### Passage given
Opinion
4:23-CV-10-JM-JTR
10-03-2023
RECOMMENDED DISPOSITION
The following Recommended Disposition has been sent to United States District Judge James M. Moody, Jr. You may file written objections to all or part of this Recommendation. If you do so, those objections must: (1) specifically explain the factual and/or legal basis for your objection; and (2) be received by the Clerk of this Court within fourteen (14) days of the date of this Recommendation. If you do not file objections, Judge Moody may adopt this Recommendation without independently reviewing all of the evidence in the record. By not objecting, you may also waive any right to appeal questions of fact.
I. Background
On September 16, 2019, Petitioner John Patrick Cullen (“Cullen”), an inmate in the Tucker Unit of the Arkansas Division of Correction (“ADC”), entered a negotiated plea of “no contest” to second-degree sexual assault in Garland County Circuit Court. Docs. 10-1 at 13-14, 10-2; State of Arkansas v. Cullen, Garland County Cir. Ct. Case No. 26CR-2018-246. He was sentenced to a term of six years in the ADC. Id. The circuit court entered its judgment and sentencing order on September 26, 2019. Doc. 10-2.
As part of the plea deal, an additional charge of harassment was nolle prossed. Docs. 10-2 at 2, 10-3 at 2.
The docket is accessible online at https://caseinfo.aoc.arkansas.gov.
In its September 26, 2019 sentencing order, the circuit court inadvertently checked the box indicating Cullen had entered a negotiated plea of guilty, rather than the box indicating he had entered a negotiated plea of nolo contendere, or “no contest.” See Doc. 10-2 at 1. It is well established, under Arkansas law, that “a plea of nolo contendere [no contest] is treated as an admission of guilt just as is a plea of guilty.” Lewis v. State, 2017 Ark. 144, at 5, 516 S.W.3d 718, 722 (per curiam). Even so, on December 23, 2020, the circuit court entered an amended sentencing order correcting this clerical mistake to reflect that Cullen had entered a negotiated plea of nolo contendere. Doc. 10-3 at 1.
Cullen did not file a direct appeal. He also did not file a timely petition for post-conviction relief pursuant to Arkansas Rule of Criminal Procedure 37.1.
######
_Task to carry out_
Please reproduce the part of the court opinion that opens with the words containing "Cullen did not" and closes with "Criminal Procedure 37.1.".
### Extracted records
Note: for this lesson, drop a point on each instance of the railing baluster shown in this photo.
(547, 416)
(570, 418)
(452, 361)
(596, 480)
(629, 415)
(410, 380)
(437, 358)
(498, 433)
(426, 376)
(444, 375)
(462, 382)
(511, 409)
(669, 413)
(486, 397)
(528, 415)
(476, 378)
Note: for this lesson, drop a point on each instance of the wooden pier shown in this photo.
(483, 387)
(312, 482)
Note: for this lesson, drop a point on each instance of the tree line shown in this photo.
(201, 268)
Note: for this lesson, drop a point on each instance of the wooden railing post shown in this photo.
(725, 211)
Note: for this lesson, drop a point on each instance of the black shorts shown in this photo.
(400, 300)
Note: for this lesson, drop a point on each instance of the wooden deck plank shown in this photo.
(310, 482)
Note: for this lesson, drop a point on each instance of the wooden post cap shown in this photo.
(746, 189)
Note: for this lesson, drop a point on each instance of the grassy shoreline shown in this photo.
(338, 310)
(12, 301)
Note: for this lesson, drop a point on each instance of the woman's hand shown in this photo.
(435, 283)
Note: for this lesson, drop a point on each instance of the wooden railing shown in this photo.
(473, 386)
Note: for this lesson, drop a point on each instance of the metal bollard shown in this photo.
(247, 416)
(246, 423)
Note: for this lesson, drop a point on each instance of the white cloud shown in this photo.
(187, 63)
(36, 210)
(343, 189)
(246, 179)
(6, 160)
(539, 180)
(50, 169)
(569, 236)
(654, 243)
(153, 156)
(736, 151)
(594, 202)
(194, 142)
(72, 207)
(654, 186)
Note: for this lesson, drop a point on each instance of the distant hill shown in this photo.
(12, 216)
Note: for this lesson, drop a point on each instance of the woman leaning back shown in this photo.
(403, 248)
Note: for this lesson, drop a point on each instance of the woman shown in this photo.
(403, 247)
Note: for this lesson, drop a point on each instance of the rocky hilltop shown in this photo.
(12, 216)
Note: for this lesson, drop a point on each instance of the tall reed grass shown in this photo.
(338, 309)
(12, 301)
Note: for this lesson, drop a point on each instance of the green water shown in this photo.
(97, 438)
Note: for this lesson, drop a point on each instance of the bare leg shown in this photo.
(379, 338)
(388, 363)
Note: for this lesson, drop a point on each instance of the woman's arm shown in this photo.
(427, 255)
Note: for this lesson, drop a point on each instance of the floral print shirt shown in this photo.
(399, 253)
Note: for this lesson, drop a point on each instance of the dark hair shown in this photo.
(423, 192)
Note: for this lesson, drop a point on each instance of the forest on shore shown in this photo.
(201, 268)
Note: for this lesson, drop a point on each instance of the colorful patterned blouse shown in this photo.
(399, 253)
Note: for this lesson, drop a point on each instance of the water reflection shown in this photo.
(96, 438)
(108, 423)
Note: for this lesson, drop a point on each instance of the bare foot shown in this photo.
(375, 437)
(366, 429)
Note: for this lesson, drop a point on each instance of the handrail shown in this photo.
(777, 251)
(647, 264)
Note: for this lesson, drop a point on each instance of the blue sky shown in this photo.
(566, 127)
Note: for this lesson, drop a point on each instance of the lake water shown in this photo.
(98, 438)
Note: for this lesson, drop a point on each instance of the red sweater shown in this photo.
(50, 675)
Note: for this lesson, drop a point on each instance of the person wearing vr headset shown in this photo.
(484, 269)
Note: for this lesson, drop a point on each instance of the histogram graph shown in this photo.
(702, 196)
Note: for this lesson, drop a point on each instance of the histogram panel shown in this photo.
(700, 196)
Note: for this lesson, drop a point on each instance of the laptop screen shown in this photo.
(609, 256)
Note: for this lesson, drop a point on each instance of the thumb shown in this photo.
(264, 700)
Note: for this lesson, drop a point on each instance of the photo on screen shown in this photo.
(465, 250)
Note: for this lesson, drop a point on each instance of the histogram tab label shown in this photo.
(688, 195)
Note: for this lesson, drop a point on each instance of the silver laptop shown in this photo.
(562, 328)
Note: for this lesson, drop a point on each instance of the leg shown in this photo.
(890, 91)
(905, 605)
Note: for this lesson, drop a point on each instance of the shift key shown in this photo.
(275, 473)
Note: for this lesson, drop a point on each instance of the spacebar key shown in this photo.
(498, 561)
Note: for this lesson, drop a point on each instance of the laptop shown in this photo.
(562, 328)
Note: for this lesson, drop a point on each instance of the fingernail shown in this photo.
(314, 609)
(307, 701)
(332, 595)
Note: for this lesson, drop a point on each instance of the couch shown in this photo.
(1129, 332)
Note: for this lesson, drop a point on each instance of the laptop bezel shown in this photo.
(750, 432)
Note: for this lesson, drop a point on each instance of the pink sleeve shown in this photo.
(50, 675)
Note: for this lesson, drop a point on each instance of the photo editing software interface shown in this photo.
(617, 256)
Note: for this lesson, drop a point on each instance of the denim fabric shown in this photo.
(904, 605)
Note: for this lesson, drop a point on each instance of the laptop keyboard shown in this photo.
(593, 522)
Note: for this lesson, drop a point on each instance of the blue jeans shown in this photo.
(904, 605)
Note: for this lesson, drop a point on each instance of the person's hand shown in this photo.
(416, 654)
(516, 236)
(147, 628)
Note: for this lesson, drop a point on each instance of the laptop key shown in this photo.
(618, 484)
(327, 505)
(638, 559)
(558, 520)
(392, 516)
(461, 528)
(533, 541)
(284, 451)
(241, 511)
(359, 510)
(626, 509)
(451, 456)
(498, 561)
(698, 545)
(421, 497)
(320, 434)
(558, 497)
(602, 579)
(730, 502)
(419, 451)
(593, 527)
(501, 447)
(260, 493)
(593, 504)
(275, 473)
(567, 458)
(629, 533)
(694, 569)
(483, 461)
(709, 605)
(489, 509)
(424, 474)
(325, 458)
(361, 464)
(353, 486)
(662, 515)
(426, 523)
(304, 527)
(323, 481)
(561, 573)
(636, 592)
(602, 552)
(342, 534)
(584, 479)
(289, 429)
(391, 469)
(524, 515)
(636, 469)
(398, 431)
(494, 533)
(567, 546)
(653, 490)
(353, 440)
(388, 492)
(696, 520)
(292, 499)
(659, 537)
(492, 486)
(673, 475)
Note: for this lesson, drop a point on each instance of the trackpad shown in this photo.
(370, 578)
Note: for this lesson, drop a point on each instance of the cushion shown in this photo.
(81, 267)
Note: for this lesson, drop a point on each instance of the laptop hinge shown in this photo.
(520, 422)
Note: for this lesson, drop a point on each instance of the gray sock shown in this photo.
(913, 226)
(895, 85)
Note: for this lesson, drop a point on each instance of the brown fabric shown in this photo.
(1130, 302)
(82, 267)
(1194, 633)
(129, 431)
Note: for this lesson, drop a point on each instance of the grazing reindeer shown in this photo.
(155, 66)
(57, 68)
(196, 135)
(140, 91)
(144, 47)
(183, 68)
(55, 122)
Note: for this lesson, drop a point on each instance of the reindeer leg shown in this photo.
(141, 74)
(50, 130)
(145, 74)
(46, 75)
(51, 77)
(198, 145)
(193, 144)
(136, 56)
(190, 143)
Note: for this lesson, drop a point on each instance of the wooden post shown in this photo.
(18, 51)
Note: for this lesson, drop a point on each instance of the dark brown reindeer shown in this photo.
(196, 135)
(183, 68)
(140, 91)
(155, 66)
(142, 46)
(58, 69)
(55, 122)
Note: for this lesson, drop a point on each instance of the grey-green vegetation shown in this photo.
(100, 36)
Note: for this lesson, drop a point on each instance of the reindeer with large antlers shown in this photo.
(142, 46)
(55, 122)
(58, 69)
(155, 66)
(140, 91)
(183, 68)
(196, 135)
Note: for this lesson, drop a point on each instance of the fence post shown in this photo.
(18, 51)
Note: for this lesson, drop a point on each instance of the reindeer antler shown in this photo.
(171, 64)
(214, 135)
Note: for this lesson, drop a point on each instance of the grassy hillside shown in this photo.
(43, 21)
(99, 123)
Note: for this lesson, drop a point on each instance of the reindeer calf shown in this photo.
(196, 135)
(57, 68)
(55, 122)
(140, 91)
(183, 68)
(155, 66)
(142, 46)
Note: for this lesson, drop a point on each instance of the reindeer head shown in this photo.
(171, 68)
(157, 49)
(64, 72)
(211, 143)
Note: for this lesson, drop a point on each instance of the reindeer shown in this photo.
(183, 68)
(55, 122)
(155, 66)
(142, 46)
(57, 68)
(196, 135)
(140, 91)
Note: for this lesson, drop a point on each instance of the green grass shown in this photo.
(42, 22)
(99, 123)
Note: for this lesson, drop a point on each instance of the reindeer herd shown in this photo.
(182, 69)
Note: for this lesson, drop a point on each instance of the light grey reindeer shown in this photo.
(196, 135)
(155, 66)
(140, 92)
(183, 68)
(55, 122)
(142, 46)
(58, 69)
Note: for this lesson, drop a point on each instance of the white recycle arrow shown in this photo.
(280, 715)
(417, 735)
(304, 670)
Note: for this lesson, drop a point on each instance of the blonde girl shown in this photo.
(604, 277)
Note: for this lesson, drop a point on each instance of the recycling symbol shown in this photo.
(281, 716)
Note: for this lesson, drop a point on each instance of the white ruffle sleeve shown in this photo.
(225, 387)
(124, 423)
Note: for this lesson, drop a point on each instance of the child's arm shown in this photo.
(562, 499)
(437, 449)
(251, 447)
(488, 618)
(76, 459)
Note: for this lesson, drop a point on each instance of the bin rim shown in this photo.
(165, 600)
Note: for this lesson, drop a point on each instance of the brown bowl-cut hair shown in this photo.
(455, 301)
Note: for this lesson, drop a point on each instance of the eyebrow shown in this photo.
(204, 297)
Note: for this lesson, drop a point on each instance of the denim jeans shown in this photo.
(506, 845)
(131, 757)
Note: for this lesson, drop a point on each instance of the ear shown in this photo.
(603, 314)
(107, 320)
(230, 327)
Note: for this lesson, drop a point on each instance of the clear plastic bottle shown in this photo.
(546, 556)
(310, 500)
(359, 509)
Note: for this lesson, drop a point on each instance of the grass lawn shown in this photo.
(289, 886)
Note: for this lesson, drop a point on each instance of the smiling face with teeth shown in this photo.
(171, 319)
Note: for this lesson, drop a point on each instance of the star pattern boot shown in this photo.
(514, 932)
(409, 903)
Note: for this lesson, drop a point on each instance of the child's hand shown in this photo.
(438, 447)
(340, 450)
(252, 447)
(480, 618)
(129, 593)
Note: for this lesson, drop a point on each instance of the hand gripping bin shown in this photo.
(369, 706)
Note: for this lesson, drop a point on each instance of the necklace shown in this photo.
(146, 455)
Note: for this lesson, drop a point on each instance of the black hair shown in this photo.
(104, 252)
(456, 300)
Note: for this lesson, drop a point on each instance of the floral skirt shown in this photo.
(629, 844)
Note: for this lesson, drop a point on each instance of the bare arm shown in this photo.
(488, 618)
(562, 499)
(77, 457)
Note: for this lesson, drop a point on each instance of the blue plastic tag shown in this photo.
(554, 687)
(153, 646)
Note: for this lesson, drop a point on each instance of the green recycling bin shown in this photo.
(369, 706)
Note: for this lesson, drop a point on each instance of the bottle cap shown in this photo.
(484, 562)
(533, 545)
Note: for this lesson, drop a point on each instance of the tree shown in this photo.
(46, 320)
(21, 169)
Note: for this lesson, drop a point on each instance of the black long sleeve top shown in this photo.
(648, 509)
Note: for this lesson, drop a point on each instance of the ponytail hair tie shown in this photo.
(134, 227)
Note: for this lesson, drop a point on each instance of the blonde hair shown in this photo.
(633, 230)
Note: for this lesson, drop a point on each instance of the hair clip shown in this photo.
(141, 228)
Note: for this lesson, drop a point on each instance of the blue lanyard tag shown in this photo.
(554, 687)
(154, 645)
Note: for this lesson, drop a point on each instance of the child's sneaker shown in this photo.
######
_Response_
Cullen did not file a direct appeal. He also did not file a timely petition for post-conviction relief pursuant to Arkansas Rule of Criminal Procedure 37.1.